- The request
Copy out, word for word, the part of the entries that starts at the line containing "One point lands on every instance of the grey" and runs through the end of the entries, including both ends.

── Exercise materials

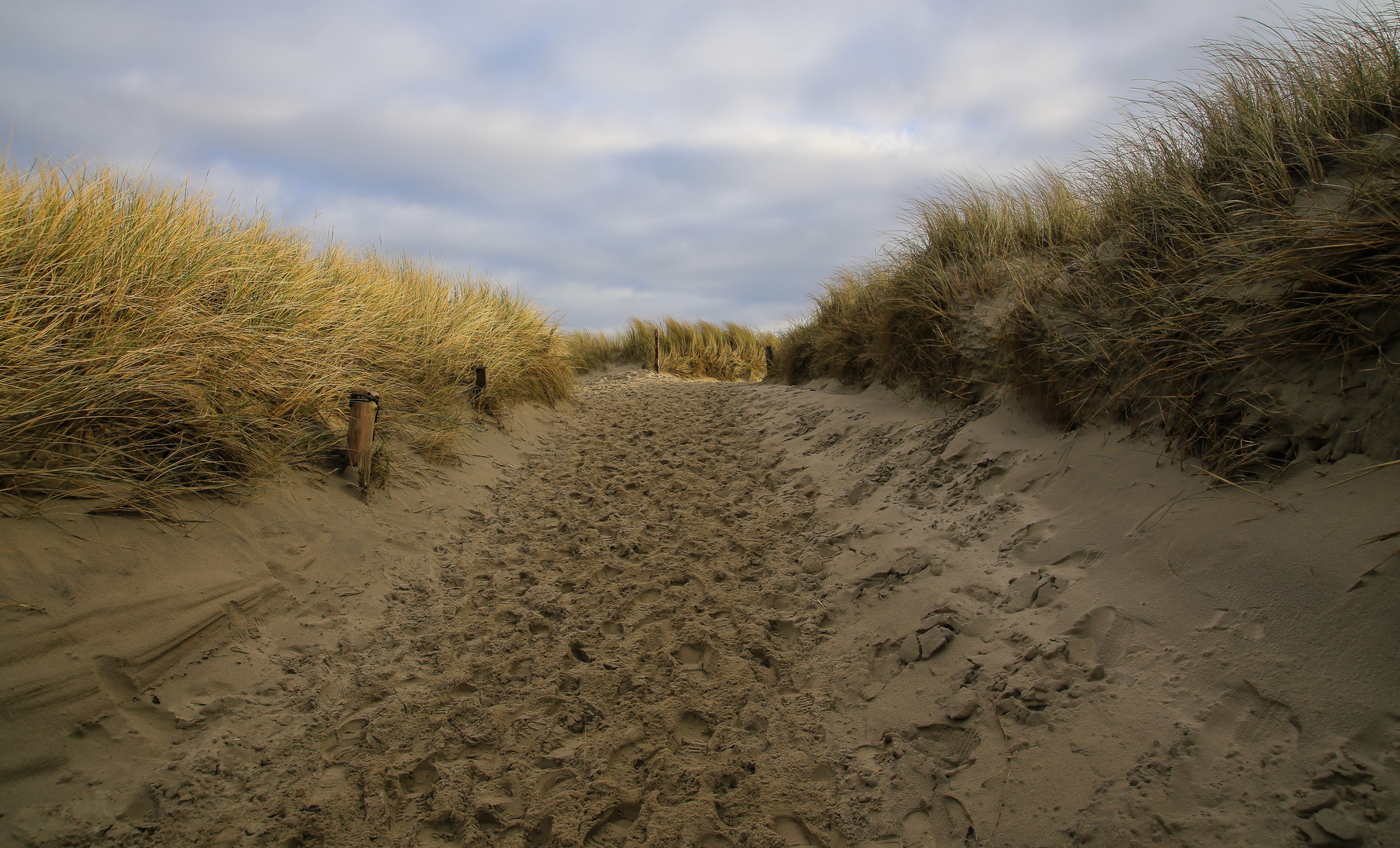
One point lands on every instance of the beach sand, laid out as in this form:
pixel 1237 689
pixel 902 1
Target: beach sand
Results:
pixel 691 612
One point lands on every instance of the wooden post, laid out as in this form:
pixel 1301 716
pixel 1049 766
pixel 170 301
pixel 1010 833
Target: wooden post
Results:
pixel 364 408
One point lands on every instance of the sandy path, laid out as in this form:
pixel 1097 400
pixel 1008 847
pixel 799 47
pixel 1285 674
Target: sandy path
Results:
pixel 607 659
pixel 724 614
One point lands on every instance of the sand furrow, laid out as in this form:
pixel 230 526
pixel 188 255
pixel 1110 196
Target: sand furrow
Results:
pixel 608 658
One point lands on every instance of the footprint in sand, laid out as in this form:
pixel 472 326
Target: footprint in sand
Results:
pixel 693 732
pixel 1099 637
pixel 1242 733
pixel 348 737
pixel 421 780
pixel 953 746
pixel 614 828
pixel 794 832
pixel 941 824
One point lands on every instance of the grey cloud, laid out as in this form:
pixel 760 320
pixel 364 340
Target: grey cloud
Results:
pixel 712 160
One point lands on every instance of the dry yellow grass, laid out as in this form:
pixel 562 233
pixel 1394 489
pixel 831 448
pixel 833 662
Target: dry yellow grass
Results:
pixel 1231 228
pixel 692 349
pixel 151 345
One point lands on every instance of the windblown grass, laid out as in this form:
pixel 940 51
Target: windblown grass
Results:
pixel 691 349
pixel 153 346
pixel 1232 240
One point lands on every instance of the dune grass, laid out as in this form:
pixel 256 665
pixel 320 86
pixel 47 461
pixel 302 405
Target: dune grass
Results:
pixel 151 345
pixel 1234 228
pixel 691 349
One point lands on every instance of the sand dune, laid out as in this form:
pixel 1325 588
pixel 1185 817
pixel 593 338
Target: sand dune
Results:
pixel 721 614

────

- Response below
One point lands on every instance of the grey cloud, laid out as in this form:
pixel 760 320
pixel 364 340
Target: grey cloud
Results:
pixel 712 160
One point lands on every instance of the dry yellow grass, laid out as in this form:
pixel 562 233
pixel 1394 489
pixel 831 448
pixel 833 662
Target: dry yellow grass
Results:
pixel 1231 228
pixel 692 349
pixel 151 345
One point lands on every instance of the windblown grass, laid out as in this form:
pixel 940 51
Target: windblown grass
Results:
pixel 691 349
pixel 153 346
pixel 1232 240
One point lands on every instance of the dune grass, laid out as in this form:
pixel 256 665
pixel 320 86
pixel 47 461
pixel 302 405
Target: dune grass
Results:
pixel 151 345
pixel 1234 228
pixel 691 349
One point lands on every instance of the sand dune, laid out as in this form:
pixel 1325 588
pixel 1185 817
pixel 593 338
Target: sand dune
Results:
pixel 721 614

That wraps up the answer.